### Given request
Count the lines in the material below that contain the string "instance". Reply with the number alone.

### Exercise inputs
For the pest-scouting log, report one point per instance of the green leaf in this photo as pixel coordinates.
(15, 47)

==

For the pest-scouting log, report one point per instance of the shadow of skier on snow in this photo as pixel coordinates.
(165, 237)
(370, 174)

### Response
2